=== WHAT TO WORK ON ===
Among the records below, find the lines that contain "front" and copy each of them.

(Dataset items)
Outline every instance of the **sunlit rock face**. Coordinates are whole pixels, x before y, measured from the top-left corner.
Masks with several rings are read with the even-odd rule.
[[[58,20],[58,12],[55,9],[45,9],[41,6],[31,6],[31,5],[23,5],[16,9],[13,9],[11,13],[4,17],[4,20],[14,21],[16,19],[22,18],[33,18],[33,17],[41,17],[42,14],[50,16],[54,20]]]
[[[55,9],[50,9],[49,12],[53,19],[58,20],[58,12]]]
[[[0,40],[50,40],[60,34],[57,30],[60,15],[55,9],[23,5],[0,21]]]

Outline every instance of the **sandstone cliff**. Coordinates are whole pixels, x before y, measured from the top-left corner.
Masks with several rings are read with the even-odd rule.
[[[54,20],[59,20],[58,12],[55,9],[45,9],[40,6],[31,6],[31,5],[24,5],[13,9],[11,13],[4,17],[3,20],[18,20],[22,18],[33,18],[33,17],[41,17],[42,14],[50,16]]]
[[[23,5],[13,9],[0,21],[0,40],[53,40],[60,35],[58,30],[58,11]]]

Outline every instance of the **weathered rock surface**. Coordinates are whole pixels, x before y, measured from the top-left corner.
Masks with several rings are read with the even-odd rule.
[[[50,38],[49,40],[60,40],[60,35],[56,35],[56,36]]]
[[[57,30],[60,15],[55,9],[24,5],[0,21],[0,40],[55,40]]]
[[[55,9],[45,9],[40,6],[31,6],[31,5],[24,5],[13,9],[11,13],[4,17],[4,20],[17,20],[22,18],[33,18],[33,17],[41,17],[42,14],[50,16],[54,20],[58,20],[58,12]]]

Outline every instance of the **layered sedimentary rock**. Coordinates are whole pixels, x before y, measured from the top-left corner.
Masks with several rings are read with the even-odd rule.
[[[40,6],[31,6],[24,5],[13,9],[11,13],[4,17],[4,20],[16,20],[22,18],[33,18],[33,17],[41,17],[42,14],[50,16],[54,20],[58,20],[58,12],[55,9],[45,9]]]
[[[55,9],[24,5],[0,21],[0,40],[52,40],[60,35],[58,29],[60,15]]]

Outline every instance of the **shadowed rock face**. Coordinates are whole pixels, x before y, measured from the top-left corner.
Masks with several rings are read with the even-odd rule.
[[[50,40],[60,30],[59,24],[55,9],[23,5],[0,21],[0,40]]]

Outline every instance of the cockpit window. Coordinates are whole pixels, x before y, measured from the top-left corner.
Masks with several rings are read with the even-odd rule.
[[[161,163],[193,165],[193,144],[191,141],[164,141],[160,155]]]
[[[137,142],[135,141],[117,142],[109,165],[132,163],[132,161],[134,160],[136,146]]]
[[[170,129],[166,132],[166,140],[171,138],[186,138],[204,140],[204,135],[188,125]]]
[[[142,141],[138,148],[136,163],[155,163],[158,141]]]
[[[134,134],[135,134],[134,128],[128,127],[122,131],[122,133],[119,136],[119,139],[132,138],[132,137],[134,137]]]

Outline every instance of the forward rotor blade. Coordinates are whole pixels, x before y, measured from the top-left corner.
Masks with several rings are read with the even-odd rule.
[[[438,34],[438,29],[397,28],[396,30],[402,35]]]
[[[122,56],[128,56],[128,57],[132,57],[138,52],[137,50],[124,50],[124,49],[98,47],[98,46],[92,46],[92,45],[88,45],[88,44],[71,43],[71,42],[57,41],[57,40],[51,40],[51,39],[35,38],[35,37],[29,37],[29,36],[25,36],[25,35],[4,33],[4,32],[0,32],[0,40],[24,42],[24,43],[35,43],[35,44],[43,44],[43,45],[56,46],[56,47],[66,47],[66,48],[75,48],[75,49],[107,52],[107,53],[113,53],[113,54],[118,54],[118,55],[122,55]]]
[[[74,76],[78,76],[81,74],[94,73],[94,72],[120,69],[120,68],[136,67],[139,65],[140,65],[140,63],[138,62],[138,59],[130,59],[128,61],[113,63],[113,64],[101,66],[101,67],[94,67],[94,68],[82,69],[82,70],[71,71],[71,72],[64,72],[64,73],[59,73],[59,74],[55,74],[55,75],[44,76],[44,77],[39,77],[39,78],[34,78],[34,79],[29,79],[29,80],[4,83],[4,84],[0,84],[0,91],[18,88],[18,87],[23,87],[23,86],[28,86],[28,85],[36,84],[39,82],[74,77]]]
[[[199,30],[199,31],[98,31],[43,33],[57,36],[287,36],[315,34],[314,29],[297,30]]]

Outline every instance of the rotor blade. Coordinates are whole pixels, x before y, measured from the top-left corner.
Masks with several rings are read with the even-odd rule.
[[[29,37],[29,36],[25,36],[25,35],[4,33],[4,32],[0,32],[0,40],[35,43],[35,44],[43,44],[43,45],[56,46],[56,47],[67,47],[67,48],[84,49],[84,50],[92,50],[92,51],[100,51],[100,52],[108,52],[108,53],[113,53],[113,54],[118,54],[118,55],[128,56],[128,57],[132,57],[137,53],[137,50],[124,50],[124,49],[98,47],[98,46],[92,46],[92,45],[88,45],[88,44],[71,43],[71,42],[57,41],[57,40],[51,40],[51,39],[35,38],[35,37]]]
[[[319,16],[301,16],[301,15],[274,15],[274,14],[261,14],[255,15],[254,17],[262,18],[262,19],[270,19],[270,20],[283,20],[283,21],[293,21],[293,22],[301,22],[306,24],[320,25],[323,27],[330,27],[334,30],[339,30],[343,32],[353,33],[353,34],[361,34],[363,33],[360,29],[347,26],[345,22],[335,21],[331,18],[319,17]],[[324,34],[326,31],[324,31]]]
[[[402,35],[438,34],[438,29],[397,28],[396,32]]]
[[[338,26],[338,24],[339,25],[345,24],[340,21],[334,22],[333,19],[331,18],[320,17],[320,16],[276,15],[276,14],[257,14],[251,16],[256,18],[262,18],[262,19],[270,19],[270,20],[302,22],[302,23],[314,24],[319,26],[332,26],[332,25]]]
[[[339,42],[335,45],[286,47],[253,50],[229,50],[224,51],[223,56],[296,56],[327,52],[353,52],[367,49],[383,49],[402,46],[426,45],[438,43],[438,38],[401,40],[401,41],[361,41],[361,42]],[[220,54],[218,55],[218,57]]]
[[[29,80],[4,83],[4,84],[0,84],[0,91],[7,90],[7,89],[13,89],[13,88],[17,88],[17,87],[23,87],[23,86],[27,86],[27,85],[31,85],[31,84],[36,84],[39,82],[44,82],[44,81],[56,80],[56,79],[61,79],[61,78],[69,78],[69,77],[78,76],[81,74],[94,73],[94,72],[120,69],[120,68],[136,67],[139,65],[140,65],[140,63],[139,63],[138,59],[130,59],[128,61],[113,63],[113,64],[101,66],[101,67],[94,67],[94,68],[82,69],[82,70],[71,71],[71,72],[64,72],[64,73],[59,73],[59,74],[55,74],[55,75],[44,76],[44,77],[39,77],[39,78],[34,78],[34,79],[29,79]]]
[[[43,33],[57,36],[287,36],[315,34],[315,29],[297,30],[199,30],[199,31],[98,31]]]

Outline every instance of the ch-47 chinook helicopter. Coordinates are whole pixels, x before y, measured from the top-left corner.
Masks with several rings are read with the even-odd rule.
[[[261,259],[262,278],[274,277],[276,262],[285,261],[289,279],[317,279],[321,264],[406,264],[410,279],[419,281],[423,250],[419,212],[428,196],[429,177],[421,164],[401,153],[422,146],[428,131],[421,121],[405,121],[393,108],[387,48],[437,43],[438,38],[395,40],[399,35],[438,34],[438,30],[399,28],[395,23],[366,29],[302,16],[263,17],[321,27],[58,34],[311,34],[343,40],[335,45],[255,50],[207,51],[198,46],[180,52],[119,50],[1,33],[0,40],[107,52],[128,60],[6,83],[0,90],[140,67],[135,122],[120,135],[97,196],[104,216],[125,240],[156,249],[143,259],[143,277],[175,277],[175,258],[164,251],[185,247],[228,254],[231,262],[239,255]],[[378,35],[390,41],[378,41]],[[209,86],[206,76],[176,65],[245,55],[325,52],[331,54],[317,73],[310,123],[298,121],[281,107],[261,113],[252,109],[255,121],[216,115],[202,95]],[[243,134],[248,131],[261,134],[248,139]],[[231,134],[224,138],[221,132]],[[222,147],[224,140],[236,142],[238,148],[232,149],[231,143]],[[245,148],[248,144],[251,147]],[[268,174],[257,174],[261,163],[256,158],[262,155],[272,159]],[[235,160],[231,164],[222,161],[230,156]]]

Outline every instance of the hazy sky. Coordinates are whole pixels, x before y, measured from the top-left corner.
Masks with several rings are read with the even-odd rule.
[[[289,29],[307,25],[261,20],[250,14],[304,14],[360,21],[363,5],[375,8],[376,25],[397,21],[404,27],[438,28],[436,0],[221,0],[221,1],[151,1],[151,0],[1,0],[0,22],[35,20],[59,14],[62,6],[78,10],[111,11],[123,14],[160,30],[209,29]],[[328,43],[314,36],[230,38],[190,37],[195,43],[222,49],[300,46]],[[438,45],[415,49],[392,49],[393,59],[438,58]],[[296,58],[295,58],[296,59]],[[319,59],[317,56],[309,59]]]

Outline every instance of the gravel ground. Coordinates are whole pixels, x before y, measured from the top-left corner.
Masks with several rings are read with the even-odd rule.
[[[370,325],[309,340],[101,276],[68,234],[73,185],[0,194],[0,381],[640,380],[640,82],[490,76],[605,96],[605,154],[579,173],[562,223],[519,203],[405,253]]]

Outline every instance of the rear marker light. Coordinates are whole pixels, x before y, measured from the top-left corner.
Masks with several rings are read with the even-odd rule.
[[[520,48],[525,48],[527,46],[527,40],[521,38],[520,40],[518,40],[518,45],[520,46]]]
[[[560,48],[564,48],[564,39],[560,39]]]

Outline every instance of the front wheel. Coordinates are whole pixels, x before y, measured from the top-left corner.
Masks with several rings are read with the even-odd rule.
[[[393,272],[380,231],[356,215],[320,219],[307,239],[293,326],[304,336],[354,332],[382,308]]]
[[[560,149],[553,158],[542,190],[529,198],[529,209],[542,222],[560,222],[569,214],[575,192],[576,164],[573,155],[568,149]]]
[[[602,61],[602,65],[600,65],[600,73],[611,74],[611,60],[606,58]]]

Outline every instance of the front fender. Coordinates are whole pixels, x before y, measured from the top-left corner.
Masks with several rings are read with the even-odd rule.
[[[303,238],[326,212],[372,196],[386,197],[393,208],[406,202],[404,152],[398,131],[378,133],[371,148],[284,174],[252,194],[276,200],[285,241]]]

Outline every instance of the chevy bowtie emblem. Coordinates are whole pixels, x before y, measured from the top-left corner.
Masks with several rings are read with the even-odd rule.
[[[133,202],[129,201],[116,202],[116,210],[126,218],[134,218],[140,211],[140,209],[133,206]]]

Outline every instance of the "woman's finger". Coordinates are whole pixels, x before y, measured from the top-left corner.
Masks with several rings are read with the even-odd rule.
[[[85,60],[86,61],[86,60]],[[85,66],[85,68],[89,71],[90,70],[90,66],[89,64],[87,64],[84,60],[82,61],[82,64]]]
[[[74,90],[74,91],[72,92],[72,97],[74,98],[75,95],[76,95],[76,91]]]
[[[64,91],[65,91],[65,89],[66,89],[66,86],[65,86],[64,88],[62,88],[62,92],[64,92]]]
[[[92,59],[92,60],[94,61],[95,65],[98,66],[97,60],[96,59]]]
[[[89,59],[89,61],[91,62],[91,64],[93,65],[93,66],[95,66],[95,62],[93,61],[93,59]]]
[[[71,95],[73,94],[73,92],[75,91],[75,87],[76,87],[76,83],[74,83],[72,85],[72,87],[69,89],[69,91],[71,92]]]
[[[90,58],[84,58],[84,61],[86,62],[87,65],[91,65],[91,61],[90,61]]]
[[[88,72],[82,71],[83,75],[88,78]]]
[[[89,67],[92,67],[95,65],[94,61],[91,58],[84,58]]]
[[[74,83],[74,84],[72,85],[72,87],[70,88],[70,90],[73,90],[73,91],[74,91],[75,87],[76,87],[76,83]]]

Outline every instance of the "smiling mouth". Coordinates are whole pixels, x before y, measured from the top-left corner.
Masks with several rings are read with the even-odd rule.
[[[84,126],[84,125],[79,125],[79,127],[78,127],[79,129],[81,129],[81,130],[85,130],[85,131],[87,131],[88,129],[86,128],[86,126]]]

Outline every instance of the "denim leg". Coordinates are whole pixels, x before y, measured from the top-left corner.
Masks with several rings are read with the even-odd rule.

=== SOLUTION ===
Outline every instance of the front wheel. Coordinates are whole pixels, x before y, measured from the top-left corner.
Outline every instance of the front fender. Coordinates are whole pixels, x before y, measured from the top-left corner.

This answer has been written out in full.